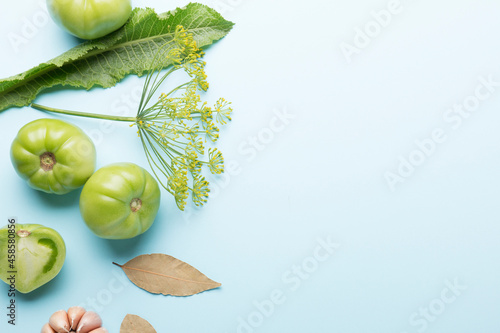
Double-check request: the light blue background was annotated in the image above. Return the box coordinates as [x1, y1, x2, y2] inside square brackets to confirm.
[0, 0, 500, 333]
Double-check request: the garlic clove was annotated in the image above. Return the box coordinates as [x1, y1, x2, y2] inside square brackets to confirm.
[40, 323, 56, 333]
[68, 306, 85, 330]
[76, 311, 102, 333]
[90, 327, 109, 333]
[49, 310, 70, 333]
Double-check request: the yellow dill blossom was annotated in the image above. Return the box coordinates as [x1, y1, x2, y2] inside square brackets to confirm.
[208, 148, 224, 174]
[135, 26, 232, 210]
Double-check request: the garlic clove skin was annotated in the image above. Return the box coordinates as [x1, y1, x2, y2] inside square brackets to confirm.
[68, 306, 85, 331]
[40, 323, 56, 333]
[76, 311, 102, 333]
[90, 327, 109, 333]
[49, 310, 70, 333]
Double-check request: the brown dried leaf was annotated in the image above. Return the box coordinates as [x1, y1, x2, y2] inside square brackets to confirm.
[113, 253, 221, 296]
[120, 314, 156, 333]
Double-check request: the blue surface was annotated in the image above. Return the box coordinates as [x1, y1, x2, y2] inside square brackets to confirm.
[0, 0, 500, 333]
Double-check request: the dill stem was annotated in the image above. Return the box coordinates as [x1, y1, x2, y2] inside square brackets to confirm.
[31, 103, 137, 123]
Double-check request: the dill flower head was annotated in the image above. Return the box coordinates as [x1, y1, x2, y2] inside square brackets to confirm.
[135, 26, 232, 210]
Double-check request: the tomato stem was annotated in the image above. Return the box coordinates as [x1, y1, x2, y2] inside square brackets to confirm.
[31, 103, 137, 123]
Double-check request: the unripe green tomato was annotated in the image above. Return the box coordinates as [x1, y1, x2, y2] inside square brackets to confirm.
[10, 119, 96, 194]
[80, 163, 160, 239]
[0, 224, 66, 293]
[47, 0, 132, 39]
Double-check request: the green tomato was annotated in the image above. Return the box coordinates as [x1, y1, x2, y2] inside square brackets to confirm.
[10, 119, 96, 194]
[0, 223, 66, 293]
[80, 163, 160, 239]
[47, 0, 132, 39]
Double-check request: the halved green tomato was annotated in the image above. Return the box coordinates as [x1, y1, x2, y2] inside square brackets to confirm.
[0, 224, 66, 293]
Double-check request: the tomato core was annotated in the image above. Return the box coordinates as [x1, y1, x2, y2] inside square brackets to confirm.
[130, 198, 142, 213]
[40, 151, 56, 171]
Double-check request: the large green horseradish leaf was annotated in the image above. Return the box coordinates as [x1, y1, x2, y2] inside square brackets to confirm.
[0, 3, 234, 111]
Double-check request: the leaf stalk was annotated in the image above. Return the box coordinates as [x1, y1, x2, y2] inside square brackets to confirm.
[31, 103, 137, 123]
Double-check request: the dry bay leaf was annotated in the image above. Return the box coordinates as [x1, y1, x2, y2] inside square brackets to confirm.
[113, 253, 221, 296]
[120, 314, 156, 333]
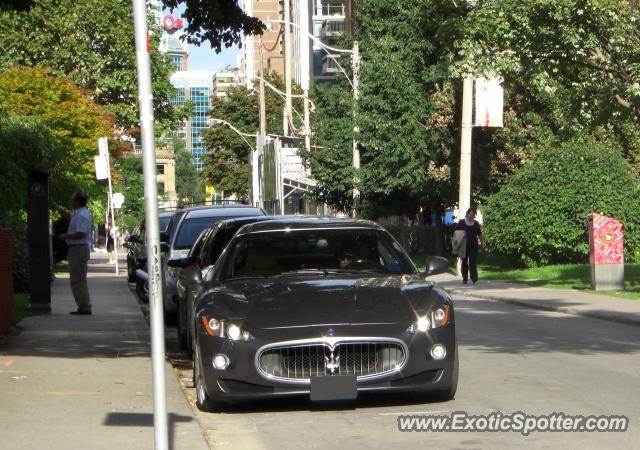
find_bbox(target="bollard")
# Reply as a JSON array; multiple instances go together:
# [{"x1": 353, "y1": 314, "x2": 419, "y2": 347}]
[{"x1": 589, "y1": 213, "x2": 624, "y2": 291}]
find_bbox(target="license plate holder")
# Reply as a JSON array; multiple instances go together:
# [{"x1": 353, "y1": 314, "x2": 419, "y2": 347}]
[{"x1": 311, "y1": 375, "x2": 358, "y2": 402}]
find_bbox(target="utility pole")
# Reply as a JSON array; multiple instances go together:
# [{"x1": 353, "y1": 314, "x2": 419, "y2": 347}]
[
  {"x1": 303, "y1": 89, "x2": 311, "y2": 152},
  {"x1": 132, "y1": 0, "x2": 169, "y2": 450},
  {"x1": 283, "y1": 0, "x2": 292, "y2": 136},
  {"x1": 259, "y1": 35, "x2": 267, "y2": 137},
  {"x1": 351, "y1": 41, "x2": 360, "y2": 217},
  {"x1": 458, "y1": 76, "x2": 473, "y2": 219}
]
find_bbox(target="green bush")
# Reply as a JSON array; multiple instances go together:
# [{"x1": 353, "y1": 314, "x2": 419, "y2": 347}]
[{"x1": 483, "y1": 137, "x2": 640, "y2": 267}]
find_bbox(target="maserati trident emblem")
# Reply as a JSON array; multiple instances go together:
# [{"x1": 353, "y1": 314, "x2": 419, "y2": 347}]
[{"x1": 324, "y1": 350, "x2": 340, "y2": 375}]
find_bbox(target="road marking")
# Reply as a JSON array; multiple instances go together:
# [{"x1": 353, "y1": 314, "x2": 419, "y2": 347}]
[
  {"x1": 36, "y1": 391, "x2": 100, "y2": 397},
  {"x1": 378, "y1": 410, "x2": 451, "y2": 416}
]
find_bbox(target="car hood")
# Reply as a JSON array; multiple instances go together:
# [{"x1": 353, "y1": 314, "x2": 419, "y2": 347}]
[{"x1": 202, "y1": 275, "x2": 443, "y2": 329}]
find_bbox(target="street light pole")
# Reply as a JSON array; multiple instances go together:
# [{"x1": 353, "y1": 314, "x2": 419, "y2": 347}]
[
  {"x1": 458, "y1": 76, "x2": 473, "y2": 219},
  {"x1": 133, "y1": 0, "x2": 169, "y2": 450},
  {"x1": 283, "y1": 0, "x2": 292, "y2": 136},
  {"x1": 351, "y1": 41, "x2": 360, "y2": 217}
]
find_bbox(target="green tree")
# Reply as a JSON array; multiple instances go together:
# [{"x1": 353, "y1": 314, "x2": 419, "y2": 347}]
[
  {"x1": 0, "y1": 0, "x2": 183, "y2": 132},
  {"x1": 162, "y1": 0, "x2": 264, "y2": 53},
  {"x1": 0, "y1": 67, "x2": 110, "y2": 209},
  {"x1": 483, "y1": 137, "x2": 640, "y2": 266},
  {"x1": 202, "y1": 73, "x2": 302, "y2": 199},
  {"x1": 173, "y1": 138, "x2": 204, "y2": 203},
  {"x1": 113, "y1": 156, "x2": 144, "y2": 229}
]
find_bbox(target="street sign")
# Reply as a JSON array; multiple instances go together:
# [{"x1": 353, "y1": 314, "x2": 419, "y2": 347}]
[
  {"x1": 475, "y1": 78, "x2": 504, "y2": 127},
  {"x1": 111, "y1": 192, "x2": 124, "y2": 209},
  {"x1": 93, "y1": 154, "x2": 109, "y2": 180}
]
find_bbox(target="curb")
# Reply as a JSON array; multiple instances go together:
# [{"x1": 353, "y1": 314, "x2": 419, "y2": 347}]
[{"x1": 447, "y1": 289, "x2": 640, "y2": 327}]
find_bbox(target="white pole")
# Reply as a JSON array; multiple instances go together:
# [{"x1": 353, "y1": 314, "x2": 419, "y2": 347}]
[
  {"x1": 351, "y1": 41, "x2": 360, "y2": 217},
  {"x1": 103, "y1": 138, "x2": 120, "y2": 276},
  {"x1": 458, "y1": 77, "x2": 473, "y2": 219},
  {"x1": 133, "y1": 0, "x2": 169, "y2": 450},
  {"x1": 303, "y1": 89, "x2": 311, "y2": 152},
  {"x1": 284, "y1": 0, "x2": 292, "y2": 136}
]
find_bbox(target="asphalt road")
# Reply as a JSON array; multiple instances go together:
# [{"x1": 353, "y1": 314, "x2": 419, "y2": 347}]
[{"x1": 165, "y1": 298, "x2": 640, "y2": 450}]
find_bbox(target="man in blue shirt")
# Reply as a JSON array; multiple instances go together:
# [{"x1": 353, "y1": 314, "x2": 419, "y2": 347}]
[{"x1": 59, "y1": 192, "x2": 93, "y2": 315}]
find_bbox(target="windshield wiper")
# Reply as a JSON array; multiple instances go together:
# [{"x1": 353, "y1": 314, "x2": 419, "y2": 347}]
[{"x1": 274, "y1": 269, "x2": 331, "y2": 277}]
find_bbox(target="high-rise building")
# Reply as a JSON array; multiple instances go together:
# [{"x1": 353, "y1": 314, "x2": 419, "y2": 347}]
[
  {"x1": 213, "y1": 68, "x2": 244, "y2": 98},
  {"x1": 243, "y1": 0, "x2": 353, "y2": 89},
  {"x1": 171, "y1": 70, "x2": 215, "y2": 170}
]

============

● **Given task**
Copy every line of the entries above that contains the word "stem".

● **Finished answer**
Double-check request: the dill stem was annotated in the image above. Return the box coordinates as [x1, y1, x2, y2] inside square brackets to confirm.
Double-check request: the tomato stem was annotated in the image above. Return the box coordinates as [x1, y1, x2, y2] inside square brackets to confirm.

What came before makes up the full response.